Description of the task: Below is a set of records; print all of them exactly as written.

%%

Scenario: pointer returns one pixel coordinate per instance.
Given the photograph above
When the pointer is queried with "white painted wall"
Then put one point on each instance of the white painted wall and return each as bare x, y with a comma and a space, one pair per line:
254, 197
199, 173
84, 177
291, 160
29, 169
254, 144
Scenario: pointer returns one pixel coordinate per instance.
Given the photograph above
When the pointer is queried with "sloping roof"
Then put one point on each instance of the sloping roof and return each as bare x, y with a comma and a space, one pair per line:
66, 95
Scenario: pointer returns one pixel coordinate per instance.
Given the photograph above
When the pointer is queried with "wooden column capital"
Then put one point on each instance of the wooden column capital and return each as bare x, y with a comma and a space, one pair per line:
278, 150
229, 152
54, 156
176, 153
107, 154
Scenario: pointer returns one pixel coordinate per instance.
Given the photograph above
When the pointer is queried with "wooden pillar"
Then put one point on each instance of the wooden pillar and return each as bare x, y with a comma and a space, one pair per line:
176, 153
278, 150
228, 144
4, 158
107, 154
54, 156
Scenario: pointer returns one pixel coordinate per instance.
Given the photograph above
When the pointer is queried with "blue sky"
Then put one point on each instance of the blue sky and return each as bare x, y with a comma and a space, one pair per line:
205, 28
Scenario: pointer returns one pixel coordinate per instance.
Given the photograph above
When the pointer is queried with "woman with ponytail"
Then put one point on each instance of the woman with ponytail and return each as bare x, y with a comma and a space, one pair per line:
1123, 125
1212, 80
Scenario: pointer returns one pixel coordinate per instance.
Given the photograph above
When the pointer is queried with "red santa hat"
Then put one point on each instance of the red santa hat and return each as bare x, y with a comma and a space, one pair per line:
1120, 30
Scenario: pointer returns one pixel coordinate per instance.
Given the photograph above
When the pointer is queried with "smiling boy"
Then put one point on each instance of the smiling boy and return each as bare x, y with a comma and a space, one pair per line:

%%

Output below:
Scenario: pointer returns one pixel coordinate per instance.
Given the photograph above
When the pointer is queried with "white painted wall"
Then put one point on each instance of the white painted wall and return each as bare x, y with a comma and a space, one pair per line:
254, 197
199, 173
84, 177
291, 160
29, 169
254, 144
Scenario: pointer returns one pixel coordinate per instance.
Given the photograph above
When the pointer is queried with "sloping roof"
Then put one point on each instance of the sloping roof and return each as bare x, y with a comma and a space, one pair per line:
66, 95
Scenario: pointer returns one pixel coordinate per instance.
Given the photograph above
When the pointer is queried with "wooden column capital"
Then put one point on each instance of the wooden column capital and return each as bare x, y with a comma and a space, one pair per line:
278, 150
229, 152
54, 156
176, 153
107, 154
Scenario: pointer returns one pixel coordinate per instance.
Given the photograph above
When the pointer is queried with "wooden pillar"
Then put one point on each instance of the wooden pillar and return each as bare x, y with a comma and a space, one pair per line:
176, 153
278, 150
228, 144
4, 158
107, 154
54, 156
Scenario: pointer returns one pixel coordinate per instance.
Given the photograph above
When the pointer is queried with "blue sky"
Then put one point on each instance of the blue sky and return each as bare x, y with a comma and a space, one pair per line:
205, 28
Scenario: pointer returns one pixel coordinate per instance.
Given the photograph above
When the pointer is queried with "woman with ponytail"
Then put one point on each instance of the woman with ponytail and return each as bare x, y with a comma and a space, one pair per line:
1123, 125
1212, 80
Scenario: pointer returns one pixel coordinate per instance.
Given the photograph above
When the pointer is queried with "red santa hat"
Then put one point on each instance of the red santa hat and return each as bare x, y with a comma and a space, one pair per line:
1120, 30
Scenario: pointer returns one pixel coordinate per instance.
Given the photograph above
When the pointer is queried with "smiling boy"
Then put one point on each instance of the smiling boy and return each as bare x, y with a comma and a space, one pair per line:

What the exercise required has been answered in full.